This section for the month of August covers the following areas: FAMILY UNITY: Through a Family Interest PEDAGOGY: Teaching Religion by Pictures RELIGIOUS PICTURES VERSUS HOLLYWOOD PICTURES MOVING PICTURES: How to Choose Them ENCOURAGE GOOD MOVIES VIRTUE FOR PARENTS: Extraordinary patience and calm. THINGS TO DO: Finish or do projects that you didn't have time for the rest of the year; play for feast of the Assumption. BOOKS FOR THE MONTH: An Alphabet of the Altar and Daybreak in the Soul. HYMNS FOR THE MONTH: Hymns to Our Lady

DIRECTIONS

FAMILY UNITY—THROUGH A FAMILY INTEREST To keep the children interested in home affairs is a sure way of preserving the unity of the family. We should aim to discover interests in which parents and children can share. One of these interests is pictures. A whole family may educate itself in art and learn the stories of the Old and New Testament by the simple and fascinating way of pictures. A family interest of this kind which can be shared by adults and children is invaluable in maintaining the close contact of earlier years.

PEDAGOGY—TEACHING RELIGION BY PICTURES Why then should we not make use of pictures to teach religion and to help us create in our homes a Catholic atmosphere?

From the early days of Christianity artists have tried to paint pictures showing some religious truth or telling some story of our faith. The very greatest artists, men like Giotto and Duccio, Raphael, Michael Angelo, Fra Angelico, Perugino, Piero della Francesca, have left hundreds of magnificent pictures, copies of which can be obtained for a few cents.1

How to Get Pictures
Besides buying pictures, children can watch papers (Catholic and secular) for religious pictures. Often the Sunday editions print copies of great masterpieces.

**Data block**
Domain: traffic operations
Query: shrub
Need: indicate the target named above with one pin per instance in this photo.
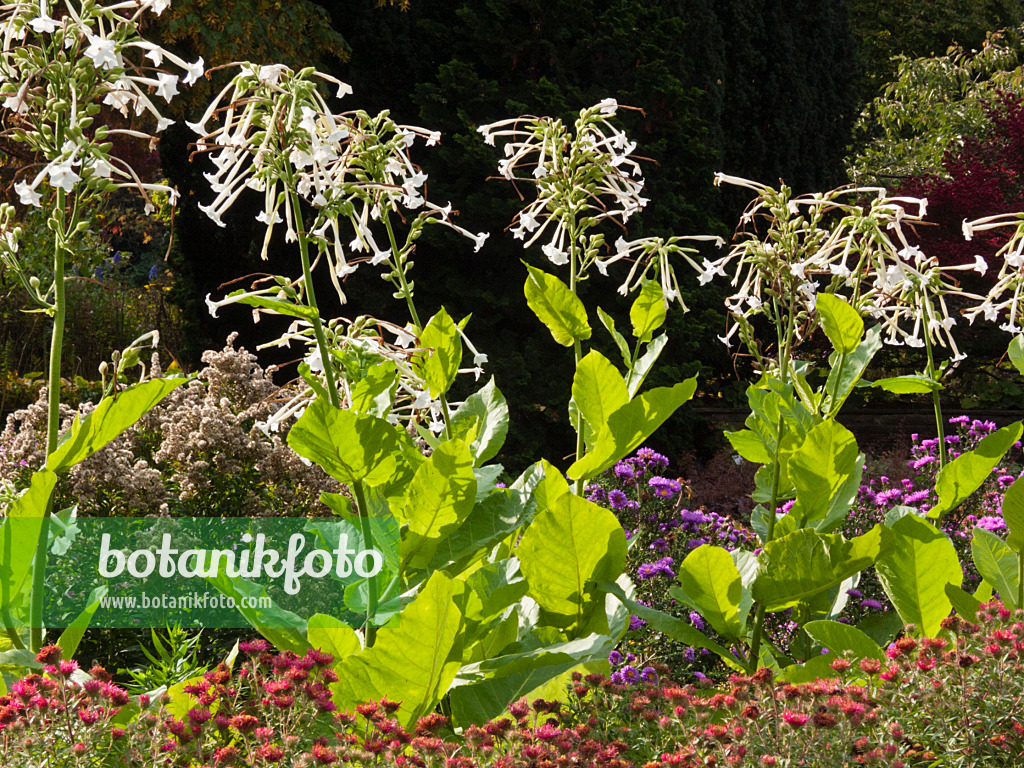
(200, 453)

**What is needed**
Quote the August guide on family unity and teaching religion through pictures in full, word for word. You won't need the listing for anything here.

**Task solution**
This section for the month of August covers the following areas: FAMILY UNITY: Through a Family Interest PEDAGOGY: Teaching Religion by Pictures RELIGIOUS PICTURES VERSUS HOLLYWOOD PICTURES MOVING PICTURES: How to Choose Them ENCOURAGE GOOD MOVIES VIRTUE FOR PARENTS: Extraordinary patience and calm. THINGS TO DO: Finish or do projects that you didn't have time for the rest of the year; play for feast of the Assumption. BOOKS FOR THE MONTH: An Alphabet of the Altar and Daybreak in the Soul. HYMNS FOR THE MONTH: Hymns to Our Lady

DIRECTIONS

FAMILY UNITY—THROUGH A FAMILY INTEREST To keep the children interested in home affairs is a sure way of preserving the unity of the family. We should aim to discover interests in which parents and children can share. One of these interests is pictures. A whole family may educate itself in art and learn the stories of the Old and New Testament by the simple and fascinating way of pictures. A family interest of this kind which can be shared by adults and children is invaluable in maintaining the close contact of earlier years.

PEDAGOGY—TEACHING RELIGION BY PICTURES Why then should we not make use of pictures to teach religion and to help us create in our homes a Catholic atmosphere?

From the early days of Christianity artists have tried to paint pictures showing some religious truth or telling some story of our faith. The very greatest artists, men like Giotto and Duccio, Raphael, Michael Angelo, Fra Angelico, Perugino, Piero della Francesca, have left hundreds of magnificent pictures, copies of which can be obtained for a few cents.1

How to Get Pictures
Besides buying pictures, children can watch papers (Catholic and secular) for religious pictures. Often the Sunday editions print copies of great masterpieces.